== EXTRAIT CHOISI ==
La fabrique Morino-Yoshino Kuzu, qui confectionne de l’amidon de kuzu (fécule), est installée à Ôuda depuis 1616. La petite boutique qui donne sur la grande rue et sa vitrine désuète sont inchangées depuis quatre siècles; les méthodes de fabrication du kuzu n’ont pas évolué non plus au cours du temps. Un climat froid et une eau pure sont nécessaires pour confectionner la précieuse fécule blanche que l’on utilise dans la cuisine traditionnelle, la pâtisserie fine et la pharmacopée traditionnelle. La fabrique est de plus agrémentée de l’un des plus anciens jardins botaniques privés du Japon, créé en 1729 par Morino Tosuke, le 11e dans la lignée des propriétaires de la manufacture, où sont cultivées environ 250 plantes médicinales. Des hauteurs du jardin botanique le visiteur appréciera une vue d’ensemble du quartier de Matsuyama.
La ville d’Ôuda était en effet très réputée pour sa production de remèdes, médicaments et plantes médicinales utilisés par la cour impériale. Un petit musée de médecine traditionnelle, Kusuri-no-Yakata, retrace l’histoire de la prospère industrie pharmaceutique développée à Ôuda. L’élégant bâtiment du musée, construit en 1803 et orné d’une formidable enseigne d’angle, est l’ancienne maison de la famille Hosokawa, des marchands grossistes en médicaments qui fondèrent par la suite l’une des plus importantes entreprises pharmaceutique du Japon, Fujisawa qui, associée à la société Yamanouchi Pharma, forme aujourd’hui le groupe Astellas Pharma Inc.. Cette longue tradition explique que de nombreuses familles à l’origine de l’industrie pharmaceutique du Japon sont originaires de la préfecture de Nara.
===
== DONNÉES FOURNIES ==
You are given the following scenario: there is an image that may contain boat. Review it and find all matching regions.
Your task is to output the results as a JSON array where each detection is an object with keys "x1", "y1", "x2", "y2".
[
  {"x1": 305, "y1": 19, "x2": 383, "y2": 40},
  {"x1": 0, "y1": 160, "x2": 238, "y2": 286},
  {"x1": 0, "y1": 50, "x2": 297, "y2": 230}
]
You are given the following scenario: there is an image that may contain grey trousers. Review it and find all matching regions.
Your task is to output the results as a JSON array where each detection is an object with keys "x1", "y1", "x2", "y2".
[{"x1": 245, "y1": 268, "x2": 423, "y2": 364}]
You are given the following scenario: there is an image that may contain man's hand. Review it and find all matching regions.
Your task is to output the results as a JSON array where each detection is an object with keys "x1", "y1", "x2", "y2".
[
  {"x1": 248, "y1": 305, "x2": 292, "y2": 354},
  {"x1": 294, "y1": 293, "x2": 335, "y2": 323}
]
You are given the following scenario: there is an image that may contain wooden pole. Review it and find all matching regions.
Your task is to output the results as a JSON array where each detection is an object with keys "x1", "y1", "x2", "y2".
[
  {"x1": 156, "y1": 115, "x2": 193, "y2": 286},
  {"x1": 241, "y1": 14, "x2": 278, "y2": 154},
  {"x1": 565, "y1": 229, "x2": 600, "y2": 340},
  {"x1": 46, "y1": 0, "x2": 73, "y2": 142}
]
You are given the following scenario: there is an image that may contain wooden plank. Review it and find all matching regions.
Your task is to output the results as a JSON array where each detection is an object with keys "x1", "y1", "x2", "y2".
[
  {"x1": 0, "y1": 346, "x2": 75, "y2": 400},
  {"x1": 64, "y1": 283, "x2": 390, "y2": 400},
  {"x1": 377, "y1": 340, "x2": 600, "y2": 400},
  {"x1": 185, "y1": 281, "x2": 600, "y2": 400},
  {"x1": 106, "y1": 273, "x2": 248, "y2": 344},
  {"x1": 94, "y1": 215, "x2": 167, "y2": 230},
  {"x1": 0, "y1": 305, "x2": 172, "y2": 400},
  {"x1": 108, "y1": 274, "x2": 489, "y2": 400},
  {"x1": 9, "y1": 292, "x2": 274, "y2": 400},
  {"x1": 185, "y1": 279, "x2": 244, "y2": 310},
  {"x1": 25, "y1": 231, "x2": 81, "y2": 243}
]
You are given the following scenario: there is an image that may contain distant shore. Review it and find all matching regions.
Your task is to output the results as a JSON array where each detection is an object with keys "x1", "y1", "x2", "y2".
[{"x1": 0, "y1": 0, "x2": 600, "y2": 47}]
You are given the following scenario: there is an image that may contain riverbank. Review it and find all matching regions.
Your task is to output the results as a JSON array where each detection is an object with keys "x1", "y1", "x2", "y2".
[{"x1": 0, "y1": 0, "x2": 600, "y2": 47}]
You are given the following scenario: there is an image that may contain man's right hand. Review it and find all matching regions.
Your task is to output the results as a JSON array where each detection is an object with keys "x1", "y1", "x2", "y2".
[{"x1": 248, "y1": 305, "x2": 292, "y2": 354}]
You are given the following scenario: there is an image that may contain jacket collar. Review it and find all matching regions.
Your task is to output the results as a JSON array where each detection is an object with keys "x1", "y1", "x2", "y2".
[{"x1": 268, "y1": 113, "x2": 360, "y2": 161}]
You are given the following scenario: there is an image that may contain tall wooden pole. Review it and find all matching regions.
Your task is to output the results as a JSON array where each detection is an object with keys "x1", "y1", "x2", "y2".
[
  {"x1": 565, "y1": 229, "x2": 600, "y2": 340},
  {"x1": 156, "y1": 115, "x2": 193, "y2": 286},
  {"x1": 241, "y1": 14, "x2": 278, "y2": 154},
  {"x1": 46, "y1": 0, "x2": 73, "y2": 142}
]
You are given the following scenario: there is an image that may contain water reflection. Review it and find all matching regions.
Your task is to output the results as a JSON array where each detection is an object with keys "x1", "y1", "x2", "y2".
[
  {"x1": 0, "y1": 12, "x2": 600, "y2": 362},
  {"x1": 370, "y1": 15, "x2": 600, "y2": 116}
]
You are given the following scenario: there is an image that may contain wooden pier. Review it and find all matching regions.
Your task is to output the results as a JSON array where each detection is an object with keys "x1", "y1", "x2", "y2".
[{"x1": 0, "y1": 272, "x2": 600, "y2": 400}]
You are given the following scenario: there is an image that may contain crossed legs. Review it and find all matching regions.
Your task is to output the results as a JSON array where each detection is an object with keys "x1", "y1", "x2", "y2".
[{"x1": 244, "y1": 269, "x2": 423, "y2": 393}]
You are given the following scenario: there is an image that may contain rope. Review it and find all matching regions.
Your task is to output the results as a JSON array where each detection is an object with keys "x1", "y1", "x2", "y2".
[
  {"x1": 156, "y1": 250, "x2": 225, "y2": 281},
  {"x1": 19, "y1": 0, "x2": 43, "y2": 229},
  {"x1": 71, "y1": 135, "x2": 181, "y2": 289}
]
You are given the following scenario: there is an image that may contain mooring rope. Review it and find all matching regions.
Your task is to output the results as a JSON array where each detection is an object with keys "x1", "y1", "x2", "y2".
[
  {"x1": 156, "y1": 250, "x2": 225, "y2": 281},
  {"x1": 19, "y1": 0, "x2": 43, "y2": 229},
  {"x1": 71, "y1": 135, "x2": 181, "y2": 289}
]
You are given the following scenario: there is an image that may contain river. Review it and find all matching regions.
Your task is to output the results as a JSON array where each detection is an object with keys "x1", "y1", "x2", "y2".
===
> CONSIGNE
Relevez toutes les années citées dans le texte sur Ôuda et indiquez pour chacune ce qui s'est passé.

> RÉPONSE RÉDIGÉE
- 1616 : la fabrique Morino-Yoshino Kuzu s'installe à Ôuda.
- 1729 : Morino Tosuke crée le jardin botanique de la fabrique.
- 1803 : le bâtiment du musée Kusuri-no-Yakata est construit.